Enter your daily energy use in watt-hours, your peak sun hours, system voltage, days of autonomy and battery chemistry to size the solar array, the battery bank and the charge controller for an off-grid system.
Results are estimates for planning and education, based on your inputs and standard engineering values (AWG resistance, NEC ampacity, resistivity). Electrical work can be dangerous and is governed by the NEC and your local code — verify all sizing with a licensed electrician and your authority having jurisdiction (AHJ). Not a substitute for professional design.
Calculator
Solar array
800 W
Battery bank
312.5 Ah
Controller current
41.7 A
Recommended controller
50 A
Formula
Array W = daily Wh / (peak sun hours × 0.75 system derate). Battery Ah = (daily Wh × days of autonomy) / (system V × depth of discharge), with DoD 0.8 for lithium and 0.5 for lead-acid. Charge controller A = array W / system V × 1.25.
Worked example
For 3,000 Wh/day at 5 peak sun hours, 24 V, 2 days of autonomy on lithium: array = 3000 / (5 × 0.75) = 800 W; battery = (3000 × 2) / (24 × 0.8) = 312.5 Ah; controller = 800 / 24 × 1.25 = 41.7 A, so a 50 A controller is the next standard size.
Add up every load you run in a day: for each device multiply its power in watts by the hours per day it runs, then total the results. A 60 W fridge averaging 8 hours of compressor run time is about 480 Wh, a 15 W light for 5 hours is 75 Wh, and so on. The grand total in watt-hours per day is the number this calculator starts from. Build in a margin for cloudy days and future loads, and remember that nameplate watts are usually a maximum, not an average.
Why divide by 0.75 for system losses?
:::::
▸ **JOB 1**
Copy out the part of the records that opens with the first line and closes with the line containing "[(500, 363)]", keeping every line the same.

Entries from a pointing dataset
:::::
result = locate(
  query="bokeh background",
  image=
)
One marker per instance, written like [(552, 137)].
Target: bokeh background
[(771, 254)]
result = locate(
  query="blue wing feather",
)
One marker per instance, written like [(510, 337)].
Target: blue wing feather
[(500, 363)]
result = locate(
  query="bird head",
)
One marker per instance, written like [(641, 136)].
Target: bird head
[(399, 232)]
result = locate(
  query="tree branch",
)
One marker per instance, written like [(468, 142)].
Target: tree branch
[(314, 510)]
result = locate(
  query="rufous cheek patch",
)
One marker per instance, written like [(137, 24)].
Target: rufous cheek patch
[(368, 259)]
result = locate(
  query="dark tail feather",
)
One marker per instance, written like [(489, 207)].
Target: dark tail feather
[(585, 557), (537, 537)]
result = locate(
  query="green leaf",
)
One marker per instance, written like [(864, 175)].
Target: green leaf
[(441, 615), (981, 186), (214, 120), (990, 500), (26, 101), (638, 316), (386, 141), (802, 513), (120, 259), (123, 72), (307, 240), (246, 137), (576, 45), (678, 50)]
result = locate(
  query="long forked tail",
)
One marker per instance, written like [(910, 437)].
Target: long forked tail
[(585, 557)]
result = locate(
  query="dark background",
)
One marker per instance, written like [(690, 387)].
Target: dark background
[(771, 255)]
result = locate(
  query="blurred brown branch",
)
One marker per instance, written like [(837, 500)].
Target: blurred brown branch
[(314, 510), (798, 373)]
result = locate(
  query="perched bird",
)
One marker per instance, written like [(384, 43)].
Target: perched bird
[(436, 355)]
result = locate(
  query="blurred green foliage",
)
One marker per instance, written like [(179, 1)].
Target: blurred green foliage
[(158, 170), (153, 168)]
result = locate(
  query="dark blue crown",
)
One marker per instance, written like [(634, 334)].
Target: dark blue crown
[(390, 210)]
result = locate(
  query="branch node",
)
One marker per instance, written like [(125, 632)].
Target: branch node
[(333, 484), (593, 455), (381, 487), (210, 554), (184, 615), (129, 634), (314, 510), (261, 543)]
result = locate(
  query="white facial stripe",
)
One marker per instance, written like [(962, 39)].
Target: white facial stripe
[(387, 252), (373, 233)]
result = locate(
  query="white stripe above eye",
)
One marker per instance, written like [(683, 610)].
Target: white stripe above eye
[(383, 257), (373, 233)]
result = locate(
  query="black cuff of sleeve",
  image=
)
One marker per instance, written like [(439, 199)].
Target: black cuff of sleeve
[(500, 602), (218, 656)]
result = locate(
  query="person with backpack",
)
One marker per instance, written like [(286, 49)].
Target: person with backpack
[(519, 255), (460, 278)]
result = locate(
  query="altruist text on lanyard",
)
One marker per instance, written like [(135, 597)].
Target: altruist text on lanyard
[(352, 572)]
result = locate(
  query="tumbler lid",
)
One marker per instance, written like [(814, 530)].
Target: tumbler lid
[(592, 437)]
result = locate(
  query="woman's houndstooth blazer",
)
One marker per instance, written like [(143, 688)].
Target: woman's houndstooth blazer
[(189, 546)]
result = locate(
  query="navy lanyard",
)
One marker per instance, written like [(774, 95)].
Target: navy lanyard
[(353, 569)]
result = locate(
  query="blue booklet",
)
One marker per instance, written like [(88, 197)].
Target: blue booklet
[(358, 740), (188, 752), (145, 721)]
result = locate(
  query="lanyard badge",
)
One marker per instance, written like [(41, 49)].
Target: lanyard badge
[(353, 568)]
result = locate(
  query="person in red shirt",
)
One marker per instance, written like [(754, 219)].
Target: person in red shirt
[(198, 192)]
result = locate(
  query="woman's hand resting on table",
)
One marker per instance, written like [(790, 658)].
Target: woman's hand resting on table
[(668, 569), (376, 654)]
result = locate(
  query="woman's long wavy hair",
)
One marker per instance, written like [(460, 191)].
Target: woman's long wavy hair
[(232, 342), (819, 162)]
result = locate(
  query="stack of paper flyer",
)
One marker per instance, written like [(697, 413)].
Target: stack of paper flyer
:::::
▸ **JOB 2**
According to the solar sizing page, why does its worked example recommend a 50 A charge controller?

▸ **COMPLETE RESPONSE 1**
result = locate(
  query="bokeh background",
  image=
)
One marker per instance, written like [(552, 137)].
Target: bokeh background
[(771, 254)]
result = locate(
  query="blue wing feather",
)
One marker per instance, written like [(510, 337)].
Target: blue wing feather
[(500, 363)]

▸ **COMPLETE RESPONSE 2**
The example's controller current works out to 41.7 A (800 / 24 × 1.25). A 50 A controller is the next standard size above that figure.